**Prompt:**
Pick out each line in the rows below that contains the word "dark" and copy those lines.

____ Extracted information

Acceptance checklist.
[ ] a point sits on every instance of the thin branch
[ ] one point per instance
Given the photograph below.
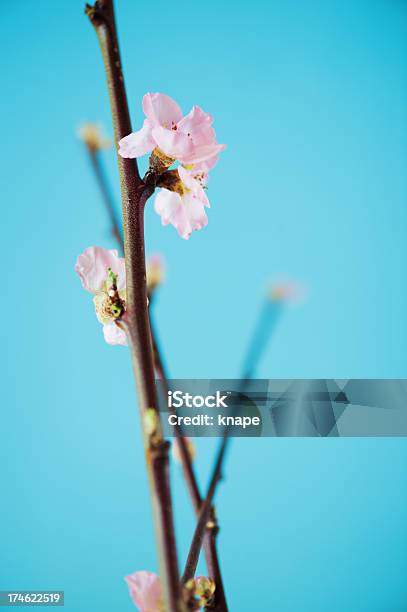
(196, 544)
(137, 327)
(218, 603)
(98, 170)
(264, 328)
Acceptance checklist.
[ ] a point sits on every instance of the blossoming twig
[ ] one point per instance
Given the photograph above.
(137, 328)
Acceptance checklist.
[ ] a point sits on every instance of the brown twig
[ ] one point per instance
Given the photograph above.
(135, 193)
(211, 529)
(94, 158)
(204, 513)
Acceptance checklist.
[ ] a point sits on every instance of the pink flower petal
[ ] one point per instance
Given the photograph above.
(161, 110)
(197, 121)
(193, 185)
(186, 214)
(138, 143)
(206, 165)
(114, 335)
(92, 267)
(200, 154)
(145, 590)
(172, 142)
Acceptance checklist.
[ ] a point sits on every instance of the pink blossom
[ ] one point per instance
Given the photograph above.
(145, 590)
(92, 267)
(185, 207)
(190, 139)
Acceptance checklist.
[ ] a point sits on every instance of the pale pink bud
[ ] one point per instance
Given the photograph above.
(145, 591)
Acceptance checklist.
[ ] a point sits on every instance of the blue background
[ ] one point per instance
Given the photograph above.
(311, 99)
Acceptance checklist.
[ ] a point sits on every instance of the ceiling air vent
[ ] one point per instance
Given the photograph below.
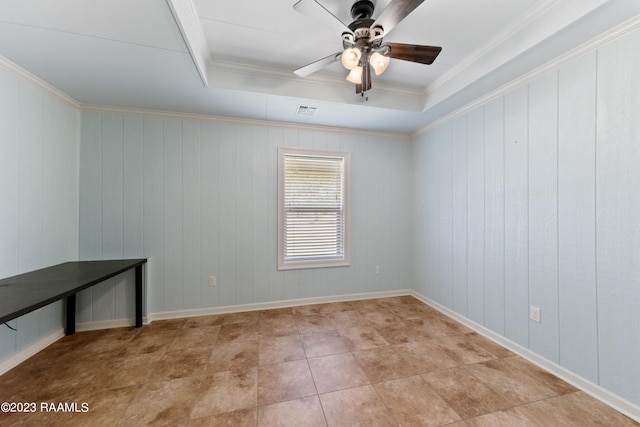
(304, 110)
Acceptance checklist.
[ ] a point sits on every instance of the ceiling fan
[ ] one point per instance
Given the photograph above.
(362, 40)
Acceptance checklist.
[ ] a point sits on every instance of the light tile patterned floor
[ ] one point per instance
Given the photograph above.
(383, 362)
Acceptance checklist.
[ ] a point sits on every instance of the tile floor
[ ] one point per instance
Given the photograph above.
(383, 362)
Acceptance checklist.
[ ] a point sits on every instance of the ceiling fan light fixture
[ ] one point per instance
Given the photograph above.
(379, 62)
(351, 58)
(355, 76)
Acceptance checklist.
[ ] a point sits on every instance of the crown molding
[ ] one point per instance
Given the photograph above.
(603, 39)
(37, 82)
(484, 50)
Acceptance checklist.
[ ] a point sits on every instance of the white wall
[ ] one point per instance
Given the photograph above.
(198, 197)
(39, 143)
(534, 199)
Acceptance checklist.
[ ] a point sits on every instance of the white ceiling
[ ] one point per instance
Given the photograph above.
(223, 58)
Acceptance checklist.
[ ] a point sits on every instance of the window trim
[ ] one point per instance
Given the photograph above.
(346, 260)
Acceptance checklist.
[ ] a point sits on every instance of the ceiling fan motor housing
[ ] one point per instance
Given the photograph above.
(362, 9)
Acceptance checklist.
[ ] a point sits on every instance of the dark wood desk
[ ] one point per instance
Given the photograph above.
(26, 292)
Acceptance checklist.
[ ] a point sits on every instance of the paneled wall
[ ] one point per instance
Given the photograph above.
(39, 142)
(198, 197)
(534, 199)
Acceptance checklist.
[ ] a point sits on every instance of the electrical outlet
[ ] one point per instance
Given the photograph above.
(534, 313)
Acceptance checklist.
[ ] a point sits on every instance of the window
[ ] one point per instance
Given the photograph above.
(313, 208)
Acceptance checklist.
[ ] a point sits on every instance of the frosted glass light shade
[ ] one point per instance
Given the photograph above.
(351, 58)
(379, 63)
(355, 76)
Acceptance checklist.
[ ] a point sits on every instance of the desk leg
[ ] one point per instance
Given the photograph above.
(71, 315)
(138, 296)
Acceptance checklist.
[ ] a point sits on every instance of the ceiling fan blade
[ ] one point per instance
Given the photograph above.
(413, 52)
(317, 11)
(317, 65)
(395, 12)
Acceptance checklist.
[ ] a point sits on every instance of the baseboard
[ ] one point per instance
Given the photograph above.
(165, 315)
(26, 353)
(613, 400)
(107, 324)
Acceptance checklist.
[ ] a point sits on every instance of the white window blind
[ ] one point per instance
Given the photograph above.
(313, 209)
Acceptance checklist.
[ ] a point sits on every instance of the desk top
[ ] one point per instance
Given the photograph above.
(26, 292)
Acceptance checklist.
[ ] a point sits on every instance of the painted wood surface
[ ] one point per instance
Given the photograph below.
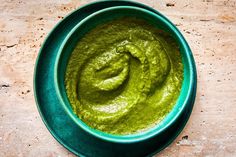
(208, 25)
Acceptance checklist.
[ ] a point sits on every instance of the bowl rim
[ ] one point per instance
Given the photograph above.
(137, 137)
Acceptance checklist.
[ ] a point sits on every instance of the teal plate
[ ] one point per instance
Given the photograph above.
(58, 122)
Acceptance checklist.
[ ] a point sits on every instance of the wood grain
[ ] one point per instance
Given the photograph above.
(210, 29)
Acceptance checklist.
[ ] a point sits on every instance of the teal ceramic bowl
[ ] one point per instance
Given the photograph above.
(73, 133)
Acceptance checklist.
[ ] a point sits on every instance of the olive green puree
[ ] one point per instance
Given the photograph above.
(124, 76)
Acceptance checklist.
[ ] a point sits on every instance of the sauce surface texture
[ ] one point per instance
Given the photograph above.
(124, 76)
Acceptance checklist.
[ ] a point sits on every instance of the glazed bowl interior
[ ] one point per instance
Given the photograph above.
(107, 15)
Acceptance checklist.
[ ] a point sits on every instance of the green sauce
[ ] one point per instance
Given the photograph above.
(124, 76)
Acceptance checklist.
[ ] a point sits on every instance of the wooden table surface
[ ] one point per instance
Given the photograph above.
(210, 29)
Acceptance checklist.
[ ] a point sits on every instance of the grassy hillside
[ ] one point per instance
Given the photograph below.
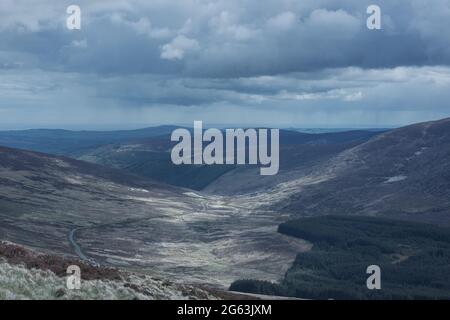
(414, 260)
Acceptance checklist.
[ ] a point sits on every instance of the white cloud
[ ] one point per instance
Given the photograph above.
(177, 48)
(282, 22)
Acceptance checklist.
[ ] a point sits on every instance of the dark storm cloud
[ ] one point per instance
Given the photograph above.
(289, 61)
(226, 39)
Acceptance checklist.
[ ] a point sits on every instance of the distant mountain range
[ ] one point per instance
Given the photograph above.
(115, 198)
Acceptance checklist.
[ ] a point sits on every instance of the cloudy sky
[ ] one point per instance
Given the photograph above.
(280, 63)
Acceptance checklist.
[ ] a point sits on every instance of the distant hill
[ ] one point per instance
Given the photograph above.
(66, 142)
(146, 153)
(402, 173)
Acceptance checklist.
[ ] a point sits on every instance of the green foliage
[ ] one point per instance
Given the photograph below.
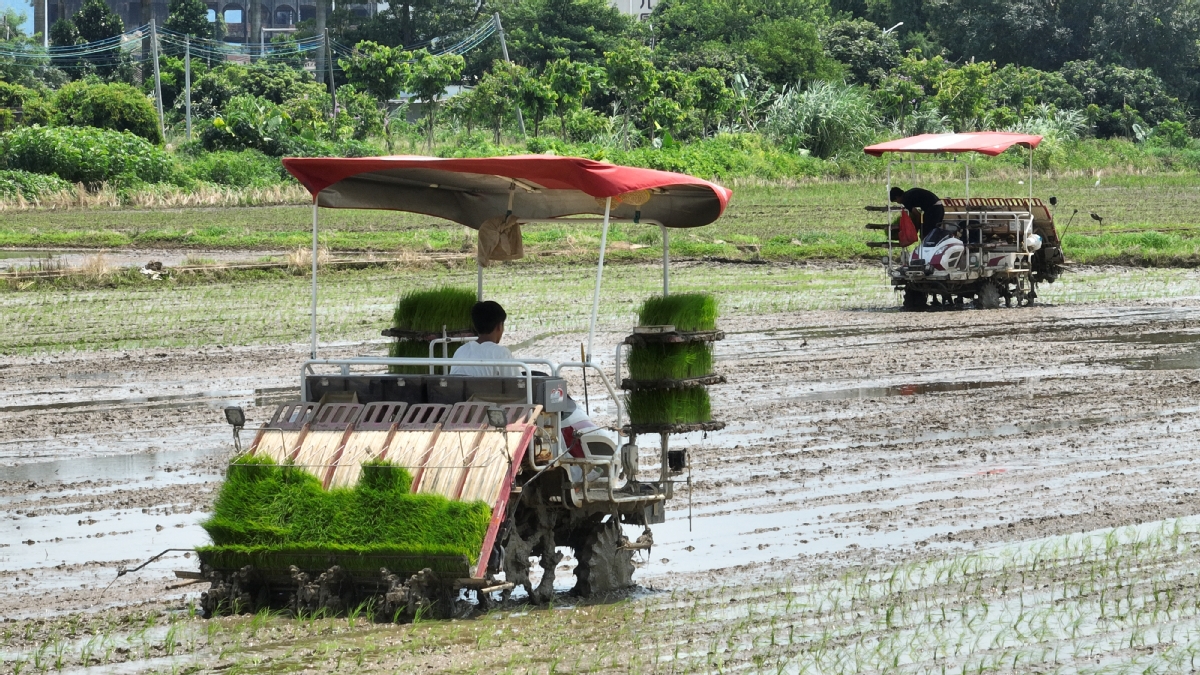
(685, 311)
(429, 77)
(283, 511)
(540, 31)
(96, 21)
(432, 310)
(1120, 97)
(118, 107)
(826, 118)
(378, 70)
(30, 185)
(190, 17)
(869, 54)
(246, 168)
(688, 405)
(247, 123)
(670, 362)
(87, 155)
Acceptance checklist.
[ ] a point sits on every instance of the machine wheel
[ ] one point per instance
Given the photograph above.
(989, 296)
(915, 300)
(604, 567)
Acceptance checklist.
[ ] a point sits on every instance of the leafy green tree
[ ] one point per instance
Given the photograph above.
(713, 97)
(118, 107)
(778, 37)
(540, 31)
(1117, 97)
(963, 94)
(633, 77)
(378, 70)
(862, 46)
(571, 82)
(496, 94)
(96, 21)
(539, 97)
(190, 17)
(427, 79)
(65, 34)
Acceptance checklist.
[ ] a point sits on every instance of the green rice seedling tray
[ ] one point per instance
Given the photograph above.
(687, 311)
(277, 515)
(636, 384)
(670, 362)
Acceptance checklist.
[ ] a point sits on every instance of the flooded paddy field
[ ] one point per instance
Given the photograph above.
(1009, 490)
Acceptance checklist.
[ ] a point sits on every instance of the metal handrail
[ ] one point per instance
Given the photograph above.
(345, 364)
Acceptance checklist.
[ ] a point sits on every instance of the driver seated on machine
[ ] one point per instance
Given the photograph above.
(489, 320)
(931, 210)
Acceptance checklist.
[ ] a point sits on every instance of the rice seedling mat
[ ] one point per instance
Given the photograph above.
(637, 384)
(675, 338)
(637, 429)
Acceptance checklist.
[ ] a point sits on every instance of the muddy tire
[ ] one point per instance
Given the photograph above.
(989, 297)
(915, 300)
(604, 566)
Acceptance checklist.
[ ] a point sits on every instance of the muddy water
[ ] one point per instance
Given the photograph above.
(853, 437)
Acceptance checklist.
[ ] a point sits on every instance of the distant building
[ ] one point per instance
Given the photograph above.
(275, 13)
(637, 9)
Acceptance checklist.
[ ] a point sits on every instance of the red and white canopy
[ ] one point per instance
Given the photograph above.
(985, 142)
(473, 190)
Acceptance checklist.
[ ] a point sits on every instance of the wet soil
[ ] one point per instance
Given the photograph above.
(853, 438)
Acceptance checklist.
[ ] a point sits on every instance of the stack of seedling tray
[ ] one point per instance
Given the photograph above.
(671, 365)
(273, 517)
(424, 316)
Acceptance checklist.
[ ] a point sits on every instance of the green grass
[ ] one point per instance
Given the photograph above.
(670, 362)
(688, 405)
(281, 512)
(685, 311)
(432, 310)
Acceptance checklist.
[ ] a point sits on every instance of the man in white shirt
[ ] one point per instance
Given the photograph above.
(489, 320)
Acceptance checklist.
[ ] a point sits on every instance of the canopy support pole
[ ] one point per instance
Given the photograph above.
(315, 276)
(666, 258)
(595, 294)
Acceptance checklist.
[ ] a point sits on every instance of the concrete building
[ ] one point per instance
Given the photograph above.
(239, 15)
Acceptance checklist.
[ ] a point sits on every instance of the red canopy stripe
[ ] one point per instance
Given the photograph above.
(984, 142)
(597, 179)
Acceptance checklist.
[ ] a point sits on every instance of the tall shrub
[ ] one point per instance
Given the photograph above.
(118, 107)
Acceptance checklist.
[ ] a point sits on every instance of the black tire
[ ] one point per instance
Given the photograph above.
(916, 300)
(604, 567)
(990, 296)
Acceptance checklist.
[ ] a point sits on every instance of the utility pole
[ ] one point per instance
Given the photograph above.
(187, 83)
(333, 83)
(157, 78)
(504, 49)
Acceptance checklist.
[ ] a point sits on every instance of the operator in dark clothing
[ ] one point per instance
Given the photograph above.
(931, 209)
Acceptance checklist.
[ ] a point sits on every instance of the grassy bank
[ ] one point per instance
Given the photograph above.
(1149, 220)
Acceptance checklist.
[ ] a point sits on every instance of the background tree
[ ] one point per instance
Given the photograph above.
(713, 97)
(378, 70)
(539, 97)
(427, 79)
(571, 82)
(540, 31)
(633, 77)
(190, 17)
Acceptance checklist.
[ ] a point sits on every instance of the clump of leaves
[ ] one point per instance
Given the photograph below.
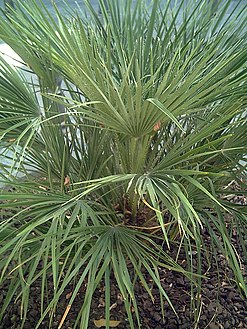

________

**Exercise result:**
[ ] a point sits on every instance of the dark wood desk
[ ] a point sits on every instance of the dark storm cloud
[ ] a point sits on every instance of the operator in dark clothing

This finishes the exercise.